**What you will do**
Set the material down again exactly, line by line, skipping each picture.

**Input for this task**
☆ ☆ ☆

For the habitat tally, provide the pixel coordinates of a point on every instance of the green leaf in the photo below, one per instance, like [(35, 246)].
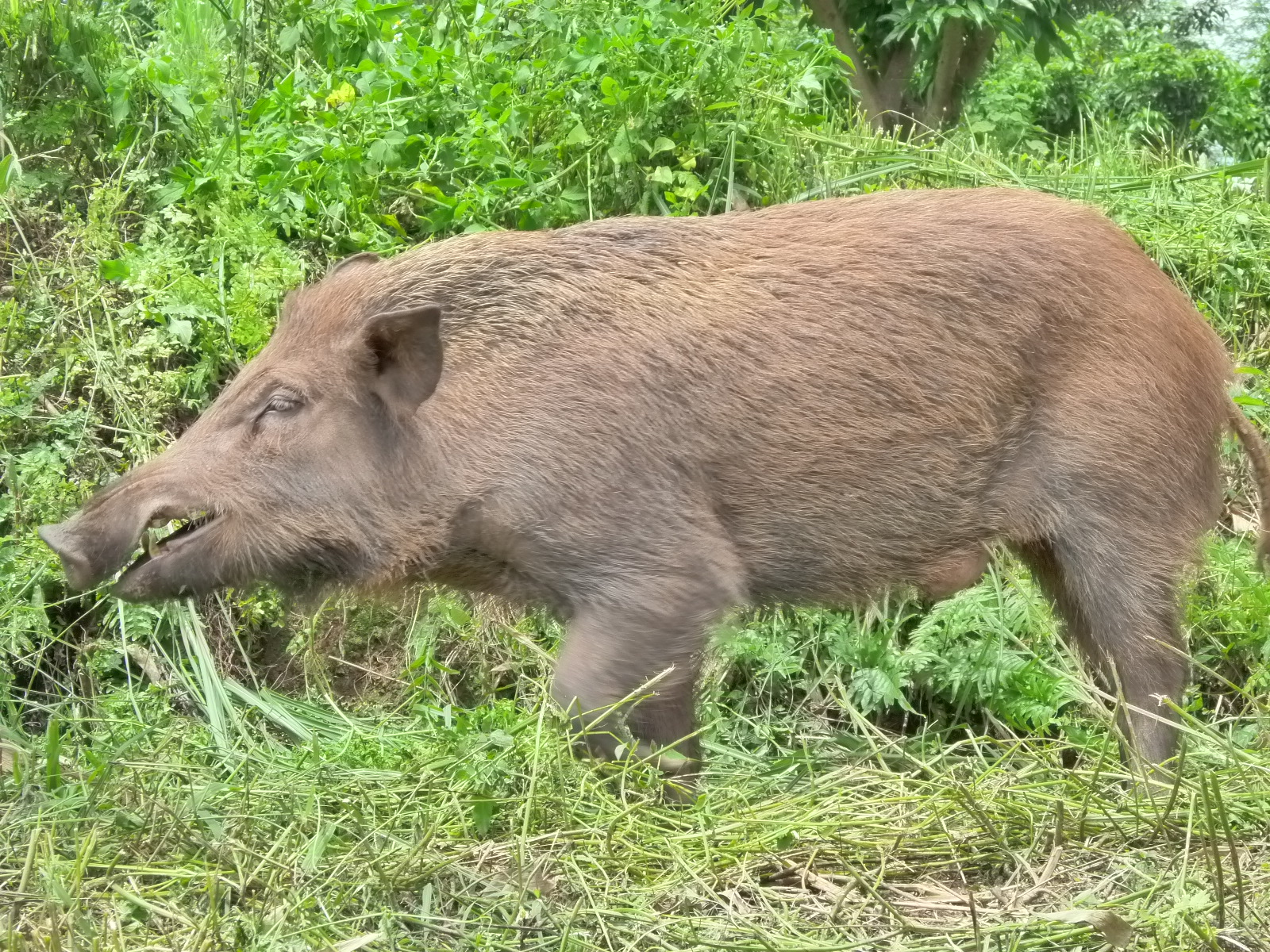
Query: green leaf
[(578, 136), (114, 270), (290, 37), (181, 329), (483, 814), (1041, 50), (10, 171)]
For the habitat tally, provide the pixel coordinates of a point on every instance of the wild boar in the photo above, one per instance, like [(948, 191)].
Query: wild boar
[(643, 423)]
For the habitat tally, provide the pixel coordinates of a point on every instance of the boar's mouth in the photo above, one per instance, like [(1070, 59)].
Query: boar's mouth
[(169, 566)]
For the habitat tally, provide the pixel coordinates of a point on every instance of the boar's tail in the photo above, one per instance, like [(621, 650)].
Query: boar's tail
[(1259, 456)]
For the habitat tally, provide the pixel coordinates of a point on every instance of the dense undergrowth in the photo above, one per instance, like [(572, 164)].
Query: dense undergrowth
[(241, 774)]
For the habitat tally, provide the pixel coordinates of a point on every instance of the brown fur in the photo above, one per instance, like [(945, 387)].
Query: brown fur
[(645, 422)]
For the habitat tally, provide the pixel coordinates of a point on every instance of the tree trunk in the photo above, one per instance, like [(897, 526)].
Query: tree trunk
[(883, 88)]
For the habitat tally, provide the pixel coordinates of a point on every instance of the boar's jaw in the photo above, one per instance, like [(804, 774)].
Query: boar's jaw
[(177, 565), (105, 537)]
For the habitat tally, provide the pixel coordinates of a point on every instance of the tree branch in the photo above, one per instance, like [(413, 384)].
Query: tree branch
[(978, 48), (940, 98), (829, 16)]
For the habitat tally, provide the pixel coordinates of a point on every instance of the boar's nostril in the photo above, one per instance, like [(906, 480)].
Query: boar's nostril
[(75, 564)]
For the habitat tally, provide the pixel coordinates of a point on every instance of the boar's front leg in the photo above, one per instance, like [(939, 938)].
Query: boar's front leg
[(630, 663)]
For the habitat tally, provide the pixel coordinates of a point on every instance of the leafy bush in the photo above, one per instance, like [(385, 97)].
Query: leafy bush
[(1143, 75)]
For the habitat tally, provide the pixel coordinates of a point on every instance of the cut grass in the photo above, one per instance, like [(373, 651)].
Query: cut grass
[(162, 793), (473, 827)]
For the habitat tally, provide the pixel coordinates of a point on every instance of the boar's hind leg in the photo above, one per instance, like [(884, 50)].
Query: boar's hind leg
[(1122, 612), (647, 636)]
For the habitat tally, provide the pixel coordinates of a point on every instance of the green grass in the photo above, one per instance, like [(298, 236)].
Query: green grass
[(243, 774)]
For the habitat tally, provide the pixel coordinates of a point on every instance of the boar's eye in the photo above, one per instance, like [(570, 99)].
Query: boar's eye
[(279, 404)]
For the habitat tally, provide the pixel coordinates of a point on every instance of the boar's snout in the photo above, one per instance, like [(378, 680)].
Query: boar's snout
[(76, 562), (102, 537)]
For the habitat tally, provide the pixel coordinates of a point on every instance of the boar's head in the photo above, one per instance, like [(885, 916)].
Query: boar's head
[(298, 474)]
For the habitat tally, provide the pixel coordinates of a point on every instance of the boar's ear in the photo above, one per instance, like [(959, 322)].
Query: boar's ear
[(352, 262), (406, 347)]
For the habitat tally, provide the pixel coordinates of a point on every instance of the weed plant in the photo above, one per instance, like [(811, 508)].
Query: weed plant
[(237, 774)]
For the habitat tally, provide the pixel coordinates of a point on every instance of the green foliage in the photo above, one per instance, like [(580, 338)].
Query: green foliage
[(1142, 75), (222, 774), (963, 658)]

☆ ☆ ☆

**Answer space**
For the habitat tally, provide the pixel coordinates of a point on every instance of the green leaf in the photo below, one per instance, like [(35, 246)].
Query: green leaf
[(578, 136), (114, 270), (290, 37), (181, 329), (483, 814), (1041, 50), (10, 171)]
For the habitat tally, provide the pixel coordinates of a point on every instance of the wild boar in the photo above, one per instance, like [(948, 191)].
Query: wild boar
[(643, 423)]
For the habitat tally, provide the pixel coordinates of a point on every instance of the boar's mouth in the photo above, one per instance, like [(1070, 59)].
Query: boar's mouth
[(169, 566)]
For the habitat tally, provide the pixel coordinates of a point on every instance of the boar's tail in the photo above, one per instance, like [(621, 650)].
Query: boar's tail
[(1259, 456)]
For the habitat tally, provide the pixel coordinates of a point on every instance of the dense undergrowth in the photo above, one per instance, like [(572, 164)].
Query: dense undergrowth
[(241, 774)]
For the habitat tally, provide the pixel coordinates of a point on every instance of the brown fur in the photo above, one per instance, like [(945, 387)].
Query: brown fur
[(645, 422)]
For the habitat tally, provide the pixel coordinates of a point on every instance of the tree trunk in the photo above, one per instance, like [(897, 526)].
Query: tree trunk
[(883, 88)]
For the habitat tally, provide the pixel coordinates of a point on every instance of the boar's jaw in the photo above, one per instance, like [(804, 774)].
Query: boar's jaw
[(177, 565), (105, 537)]
For the habitat tally, provide the pixel coordinates of a point on every instance of the tree branch in the photo above, one per instance, like [(413, 384)].
Query: tree branch
[(978, 48), (940, 98), (829, 16)]
For the habitat tally, provide the pixel coordinates of a point on every instance of the boar's nostril in the photo above, one per instance, like [(906, 480)].
Query: boar's nostril
[(75, 564)]
For the habitat tally, provide the pixel coordinates of a point on every instance of the boar's front leg in the photo above, one per instance, like [(939, 938)].
Query: boar's front leg
[(630, 663)]
For the habitat tally, provide the pixel coordinates of a point on every instance of the leafy bush in the photo above, one per instance, like [(385, 97)].
Query: leafy bush
[(1143, 75)]
For the habitat tally, provide the pixel coordinates of a point on every instance of the cut grass in the photo above, one per instance, like [(373, 651)].
Query: cut grass
[(162, 793), (473, 827)]
For the habitat tally, provide the pixel coordinates of a point on every instance of the boar's hind leg in the photo above, one per instance, like [(884, 50)].
Query: boar's hind leg
[(1122, 612), (647, 636)]
For the habitat tally, provide the pixel coordinates of a point on every instance of the green grass in the photo above, one per instance, like [(298, 236)].
Query: green grass
[(243, 774)]
For the habitat tally, provide the pixel coordinates of a point on every instance of the boar's eye in the photo above, one per instance, like [(570, 99)].
Query: boar's eye
[(279, 404)]
For the habitat tally, provide the pixel coordinates of a point on every instance of the boar's snout in the photo above, one per instance, like [(378, 680)].
Query: boar's snout
[(76, 562), (102, 537)]
For the habitat tally, provide the pixel coordinates of a point on every instance of the boar's head in the photo above, one per instance, like [(885, 916)].
Query: boar's head
[(298, 474)]
For the habitat tally, provide the pixel coordinates of a point on every instance of the boar's ear in the photo above, one per instance, like [(959, 322)].
Query: boar's ear
[(352, 262), (406, 347)]
For the habitat tally, provide the pixel coordinates of a point on every instance of the weed plant in the photo above, one per instance, like [(811, 508)].
Query: weed plant
[(237, 774)]
For the habitat tally, provide the pixel coordinates of a point on every instance of the green foliage in the photo above, one per instance, like [(580, 338)].
Query: green foliage
[(1142, 75), (222, 774), (963, 658)]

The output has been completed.